- THE REQUEST:
Count the lines below that contain the word "floor", and give only the number.

- RECORDS PROVIDED:

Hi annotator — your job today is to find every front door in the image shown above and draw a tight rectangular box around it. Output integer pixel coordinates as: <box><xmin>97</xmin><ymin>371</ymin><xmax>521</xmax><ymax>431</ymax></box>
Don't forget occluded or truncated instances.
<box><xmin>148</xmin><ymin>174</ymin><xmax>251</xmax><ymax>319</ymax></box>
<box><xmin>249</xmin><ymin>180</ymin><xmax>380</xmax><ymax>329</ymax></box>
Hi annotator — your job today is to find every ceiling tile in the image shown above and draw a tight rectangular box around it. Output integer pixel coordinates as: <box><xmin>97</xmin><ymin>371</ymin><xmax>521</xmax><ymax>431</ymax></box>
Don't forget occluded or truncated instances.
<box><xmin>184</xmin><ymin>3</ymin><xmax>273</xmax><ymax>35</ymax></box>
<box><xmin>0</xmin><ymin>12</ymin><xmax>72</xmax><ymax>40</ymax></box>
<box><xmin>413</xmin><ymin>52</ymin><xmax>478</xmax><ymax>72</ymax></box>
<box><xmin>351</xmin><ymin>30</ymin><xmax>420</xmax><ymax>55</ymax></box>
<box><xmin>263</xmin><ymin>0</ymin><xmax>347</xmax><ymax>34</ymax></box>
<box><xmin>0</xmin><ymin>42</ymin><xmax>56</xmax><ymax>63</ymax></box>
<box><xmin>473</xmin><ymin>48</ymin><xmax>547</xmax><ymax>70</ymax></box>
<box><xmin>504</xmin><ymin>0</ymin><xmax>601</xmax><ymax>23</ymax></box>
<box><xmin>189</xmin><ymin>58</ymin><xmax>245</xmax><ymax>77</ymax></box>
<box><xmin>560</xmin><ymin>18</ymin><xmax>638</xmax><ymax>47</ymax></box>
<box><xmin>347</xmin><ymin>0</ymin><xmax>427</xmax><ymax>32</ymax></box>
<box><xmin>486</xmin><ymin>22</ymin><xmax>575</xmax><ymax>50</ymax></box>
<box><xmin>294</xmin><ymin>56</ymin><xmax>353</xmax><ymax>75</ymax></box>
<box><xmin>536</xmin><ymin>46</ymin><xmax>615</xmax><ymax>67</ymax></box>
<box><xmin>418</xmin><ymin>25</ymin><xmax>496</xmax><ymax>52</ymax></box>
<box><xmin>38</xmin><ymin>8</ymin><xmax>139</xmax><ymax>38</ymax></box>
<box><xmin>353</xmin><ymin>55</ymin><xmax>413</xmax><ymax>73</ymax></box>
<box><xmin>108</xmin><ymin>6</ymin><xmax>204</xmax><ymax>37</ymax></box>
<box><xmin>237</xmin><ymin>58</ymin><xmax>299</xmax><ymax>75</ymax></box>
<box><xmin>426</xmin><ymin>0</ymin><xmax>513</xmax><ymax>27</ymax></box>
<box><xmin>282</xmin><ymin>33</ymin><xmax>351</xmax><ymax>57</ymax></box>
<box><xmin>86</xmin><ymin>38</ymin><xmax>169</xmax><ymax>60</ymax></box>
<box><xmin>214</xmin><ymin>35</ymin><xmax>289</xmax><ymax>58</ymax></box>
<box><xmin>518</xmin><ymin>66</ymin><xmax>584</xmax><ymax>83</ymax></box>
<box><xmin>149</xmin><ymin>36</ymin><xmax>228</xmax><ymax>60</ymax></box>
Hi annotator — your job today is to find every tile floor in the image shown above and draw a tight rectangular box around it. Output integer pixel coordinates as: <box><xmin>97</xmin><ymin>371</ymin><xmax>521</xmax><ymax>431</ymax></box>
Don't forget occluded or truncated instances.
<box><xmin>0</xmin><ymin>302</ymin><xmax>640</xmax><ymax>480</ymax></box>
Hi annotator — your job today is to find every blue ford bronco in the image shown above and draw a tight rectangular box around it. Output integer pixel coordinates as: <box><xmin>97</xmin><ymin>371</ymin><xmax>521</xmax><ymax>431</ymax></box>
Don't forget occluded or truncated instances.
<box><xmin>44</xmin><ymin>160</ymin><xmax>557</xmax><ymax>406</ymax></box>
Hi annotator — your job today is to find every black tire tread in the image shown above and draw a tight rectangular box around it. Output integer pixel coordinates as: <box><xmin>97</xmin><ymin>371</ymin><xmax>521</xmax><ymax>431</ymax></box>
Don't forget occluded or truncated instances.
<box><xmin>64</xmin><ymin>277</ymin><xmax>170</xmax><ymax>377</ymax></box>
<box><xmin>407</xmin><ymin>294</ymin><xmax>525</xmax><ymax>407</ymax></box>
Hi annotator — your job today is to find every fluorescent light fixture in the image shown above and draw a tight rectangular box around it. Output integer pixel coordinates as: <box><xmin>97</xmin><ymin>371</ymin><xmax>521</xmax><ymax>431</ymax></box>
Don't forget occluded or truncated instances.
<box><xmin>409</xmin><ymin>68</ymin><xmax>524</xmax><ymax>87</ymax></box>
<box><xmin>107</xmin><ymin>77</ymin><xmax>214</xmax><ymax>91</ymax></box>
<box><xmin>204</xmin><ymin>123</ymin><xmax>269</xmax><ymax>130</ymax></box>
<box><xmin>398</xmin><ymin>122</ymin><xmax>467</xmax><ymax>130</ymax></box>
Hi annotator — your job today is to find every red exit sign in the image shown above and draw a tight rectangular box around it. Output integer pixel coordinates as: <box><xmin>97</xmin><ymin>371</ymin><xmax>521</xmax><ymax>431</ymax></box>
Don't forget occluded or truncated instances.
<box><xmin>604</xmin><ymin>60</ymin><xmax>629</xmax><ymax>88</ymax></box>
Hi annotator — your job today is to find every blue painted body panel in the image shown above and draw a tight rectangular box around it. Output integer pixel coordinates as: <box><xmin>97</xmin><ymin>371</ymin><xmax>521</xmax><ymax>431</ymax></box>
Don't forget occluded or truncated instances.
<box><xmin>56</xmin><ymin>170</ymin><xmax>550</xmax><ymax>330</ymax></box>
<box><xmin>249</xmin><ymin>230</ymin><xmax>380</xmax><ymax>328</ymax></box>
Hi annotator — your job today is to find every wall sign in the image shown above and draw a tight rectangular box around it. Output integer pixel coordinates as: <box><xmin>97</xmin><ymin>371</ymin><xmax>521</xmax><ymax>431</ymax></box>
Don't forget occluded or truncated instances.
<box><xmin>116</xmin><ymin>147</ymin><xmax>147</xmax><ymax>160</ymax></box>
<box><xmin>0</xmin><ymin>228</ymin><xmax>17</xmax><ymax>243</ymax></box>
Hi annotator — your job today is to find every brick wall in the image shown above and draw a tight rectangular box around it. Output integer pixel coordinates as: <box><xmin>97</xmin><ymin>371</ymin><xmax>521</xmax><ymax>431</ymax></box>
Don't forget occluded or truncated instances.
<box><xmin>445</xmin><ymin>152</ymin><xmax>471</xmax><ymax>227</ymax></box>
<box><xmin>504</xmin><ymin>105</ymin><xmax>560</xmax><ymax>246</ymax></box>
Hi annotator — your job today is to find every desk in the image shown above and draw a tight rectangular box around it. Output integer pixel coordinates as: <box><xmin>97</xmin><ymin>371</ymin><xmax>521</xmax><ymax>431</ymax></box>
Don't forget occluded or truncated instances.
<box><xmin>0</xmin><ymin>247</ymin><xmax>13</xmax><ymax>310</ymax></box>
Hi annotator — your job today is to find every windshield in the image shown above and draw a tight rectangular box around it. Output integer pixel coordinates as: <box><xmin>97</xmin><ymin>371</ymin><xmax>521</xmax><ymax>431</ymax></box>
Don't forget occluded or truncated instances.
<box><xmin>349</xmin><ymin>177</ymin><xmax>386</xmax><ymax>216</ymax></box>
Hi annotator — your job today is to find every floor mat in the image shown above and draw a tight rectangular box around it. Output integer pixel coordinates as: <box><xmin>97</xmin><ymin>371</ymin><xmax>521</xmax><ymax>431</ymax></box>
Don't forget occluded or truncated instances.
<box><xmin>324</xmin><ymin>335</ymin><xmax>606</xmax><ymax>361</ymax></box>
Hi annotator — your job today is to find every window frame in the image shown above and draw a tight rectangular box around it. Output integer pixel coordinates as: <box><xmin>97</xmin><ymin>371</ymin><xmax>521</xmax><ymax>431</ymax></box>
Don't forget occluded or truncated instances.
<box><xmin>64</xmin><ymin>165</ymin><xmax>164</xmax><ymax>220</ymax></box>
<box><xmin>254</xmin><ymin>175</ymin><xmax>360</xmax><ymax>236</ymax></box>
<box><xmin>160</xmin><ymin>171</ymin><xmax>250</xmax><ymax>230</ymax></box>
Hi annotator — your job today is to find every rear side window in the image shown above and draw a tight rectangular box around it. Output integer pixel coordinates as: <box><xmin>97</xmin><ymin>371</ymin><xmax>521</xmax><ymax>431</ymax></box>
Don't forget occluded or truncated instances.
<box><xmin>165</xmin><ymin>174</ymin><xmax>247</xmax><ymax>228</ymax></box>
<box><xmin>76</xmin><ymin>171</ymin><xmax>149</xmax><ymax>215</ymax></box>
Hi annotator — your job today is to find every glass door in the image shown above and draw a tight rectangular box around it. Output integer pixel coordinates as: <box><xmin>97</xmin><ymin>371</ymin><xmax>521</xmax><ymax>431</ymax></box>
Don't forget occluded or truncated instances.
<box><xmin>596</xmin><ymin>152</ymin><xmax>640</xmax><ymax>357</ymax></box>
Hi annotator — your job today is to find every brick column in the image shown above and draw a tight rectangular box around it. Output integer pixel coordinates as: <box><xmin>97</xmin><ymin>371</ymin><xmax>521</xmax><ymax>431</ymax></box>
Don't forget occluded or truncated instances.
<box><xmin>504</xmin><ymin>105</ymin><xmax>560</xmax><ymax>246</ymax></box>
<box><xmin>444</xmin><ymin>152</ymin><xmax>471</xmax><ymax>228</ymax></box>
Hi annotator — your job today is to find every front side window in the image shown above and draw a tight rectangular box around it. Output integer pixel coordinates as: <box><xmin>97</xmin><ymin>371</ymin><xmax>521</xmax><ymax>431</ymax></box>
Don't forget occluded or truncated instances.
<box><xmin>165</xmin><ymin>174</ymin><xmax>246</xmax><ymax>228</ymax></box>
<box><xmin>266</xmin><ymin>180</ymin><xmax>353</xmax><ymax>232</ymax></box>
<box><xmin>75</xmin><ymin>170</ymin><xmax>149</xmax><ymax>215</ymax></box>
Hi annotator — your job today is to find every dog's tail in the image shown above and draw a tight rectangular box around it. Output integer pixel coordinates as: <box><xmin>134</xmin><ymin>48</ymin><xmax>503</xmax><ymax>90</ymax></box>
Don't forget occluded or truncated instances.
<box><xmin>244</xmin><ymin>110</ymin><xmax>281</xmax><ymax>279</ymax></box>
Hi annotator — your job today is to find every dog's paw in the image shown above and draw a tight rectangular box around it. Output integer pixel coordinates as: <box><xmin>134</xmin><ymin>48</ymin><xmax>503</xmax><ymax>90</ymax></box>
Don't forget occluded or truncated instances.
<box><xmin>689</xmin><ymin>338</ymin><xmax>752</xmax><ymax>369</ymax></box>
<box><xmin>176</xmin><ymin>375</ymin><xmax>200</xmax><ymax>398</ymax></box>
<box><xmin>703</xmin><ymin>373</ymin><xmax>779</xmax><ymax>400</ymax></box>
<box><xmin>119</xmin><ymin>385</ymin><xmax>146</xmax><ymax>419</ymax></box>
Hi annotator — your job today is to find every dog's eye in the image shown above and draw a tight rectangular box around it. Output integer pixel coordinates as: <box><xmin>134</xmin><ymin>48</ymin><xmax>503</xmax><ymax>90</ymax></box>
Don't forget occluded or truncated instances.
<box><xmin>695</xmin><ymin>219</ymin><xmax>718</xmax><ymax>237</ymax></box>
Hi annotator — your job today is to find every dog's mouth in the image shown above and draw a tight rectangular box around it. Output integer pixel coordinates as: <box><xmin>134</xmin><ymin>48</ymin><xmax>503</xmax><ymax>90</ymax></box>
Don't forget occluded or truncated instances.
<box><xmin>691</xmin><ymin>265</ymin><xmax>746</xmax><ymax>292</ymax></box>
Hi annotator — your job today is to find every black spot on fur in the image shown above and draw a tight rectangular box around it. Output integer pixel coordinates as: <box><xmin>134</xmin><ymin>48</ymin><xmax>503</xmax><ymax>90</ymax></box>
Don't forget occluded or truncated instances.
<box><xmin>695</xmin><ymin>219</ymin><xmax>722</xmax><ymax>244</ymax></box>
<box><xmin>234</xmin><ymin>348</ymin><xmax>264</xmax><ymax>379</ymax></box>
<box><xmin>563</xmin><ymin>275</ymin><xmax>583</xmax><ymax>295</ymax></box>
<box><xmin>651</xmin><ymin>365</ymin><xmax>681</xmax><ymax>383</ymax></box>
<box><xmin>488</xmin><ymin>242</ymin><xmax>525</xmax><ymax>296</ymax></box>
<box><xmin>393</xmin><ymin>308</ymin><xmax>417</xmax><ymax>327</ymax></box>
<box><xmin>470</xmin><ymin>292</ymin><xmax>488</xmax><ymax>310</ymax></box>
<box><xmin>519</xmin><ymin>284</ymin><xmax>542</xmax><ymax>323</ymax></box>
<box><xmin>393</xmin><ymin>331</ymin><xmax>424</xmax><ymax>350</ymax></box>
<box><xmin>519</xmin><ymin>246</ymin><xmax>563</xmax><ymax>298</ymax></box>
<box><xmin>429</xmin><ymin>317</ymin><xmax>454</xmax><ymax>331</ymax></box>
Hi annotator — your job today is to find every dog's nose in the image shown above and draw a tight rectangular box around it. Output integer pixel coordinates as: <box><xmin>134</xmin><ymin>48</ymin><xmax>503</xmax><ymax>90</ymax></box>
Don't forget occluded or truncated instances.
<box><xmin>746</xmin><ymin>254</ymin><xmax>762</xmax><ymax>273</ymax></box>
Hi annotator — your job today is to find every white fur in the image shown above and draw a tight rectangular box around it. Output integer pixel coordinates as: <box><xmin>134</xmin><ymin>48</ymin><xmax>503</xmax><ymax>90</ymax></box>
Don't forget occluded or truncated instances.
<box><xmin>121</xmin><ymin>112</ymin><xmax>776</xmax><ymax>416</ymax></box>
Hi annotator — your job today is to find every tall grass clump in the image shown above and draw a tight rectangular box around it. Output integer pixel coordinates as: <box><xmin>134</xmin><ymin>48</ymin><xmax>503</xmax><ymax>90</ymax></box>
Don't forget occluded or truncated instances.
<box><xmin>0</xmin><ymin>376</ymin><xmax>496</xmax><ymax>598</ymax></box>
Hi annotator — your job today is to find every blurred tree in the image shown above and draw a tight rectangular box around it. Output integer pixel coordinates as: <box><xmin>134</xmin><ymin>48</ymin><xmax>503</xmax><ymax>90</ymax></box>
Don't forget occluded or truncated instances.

- SOLUTION FOR THIS TASK:
2